▶ [Extrait de page]
Les Trente Glorieuses de la connaissance ?

DOI : 10.35562/arabesques.2290

p. 4-5

Plan

Texte

L’organisation actuelle des connaissances, devenues valeurs économiques autant que productions intellectuelles, a conduit les bibliothèques à élargir leur territoire, rassemblant flux, données, services.

« Le livre, cette marchandise » : ainsi Henri-Jean Martin intitulait-il, en 1958, le quatrième chapitre de son Apparition du livre1, juste avant d’aborder l’évocation d’un « petit monde du livre » aux confins de l’artisanat, du négoce et des lettres. Au regard des 25 années qui viennent de s’écouler, nous sommes aujourd’hui tentés d’écrire : la connaissance, cette économie… Et ce d’autant plus que la société de l’information dans laquelle nous vivons est tributaire des modèles économiques dominants qui, de fait, la gouvernent.

▶ [Données fournies]
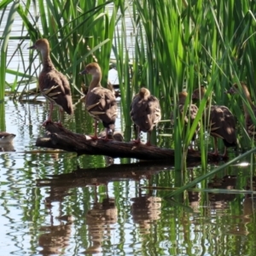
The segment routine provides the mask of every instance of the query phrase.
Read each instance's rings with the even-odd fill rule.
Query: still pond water
[[[168,188],[201,175],[200,163],[181,173],[172,163],[110,165],[104,156],[37,148],[48,113],[38,100],[4,103],[6,130],[16,137],[0,152],[1,255],[256,255],[252,195],[190,190],[171,201]],[[92,134],[91,118],[73,102],[65,127]],[[252,172],[233,166],[198,188],[255,189]]]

▶ [Consignes]
1. Dans l'extrait sur l'économie de la connaissance, que rassemblent les bibliothèques en élargissant leur territoire ?
2. Poursuivez l'extrait sur l'économie de la connaissance après sa dernière phrase.
Vous n'aurez pas besoin de la liste pour cet exercice.

▶ [Corrigé]
1. Flux, données, services.

2.
D’abord exclusivement constituée de biens matériels, la bibliothèque, lieu de savoir et donc de pouvoir, s’est pour ainsi dire dilatée, étendant son territoire à des biens immatériels où gravitent des flux, des données, des services, des plateformes, des outils dans un contexte où les objets si divers du numérique demandent toujours davantage à être fédérés et, partant, maîtrisés. Autrefois vigoureusement dénoncée par un Edgar Morin2, l’hyperspécialisation disciplinaire, qui s’est affirmée dès la fin des années quatre-vingts, est venue doper de façon décisive la croissance du nombre des publications scientifiques. Qu’on en juge : 800 000 articles scientifiques publiés dans le monde en 2000, 1 800 000 en 2015, plus de deux millions en 2020. Dans le début de ces transformations si considérables, nous avions cru, un peu naïvement, avoir affaire à une simple révolution technique. C’est en fait à une révolution épistémologique que nous étions conviés. Désormais au cœur d’enjeux concurrentiels, la connaissance est devenue une valeur économique autant qu’une production intellectuelle.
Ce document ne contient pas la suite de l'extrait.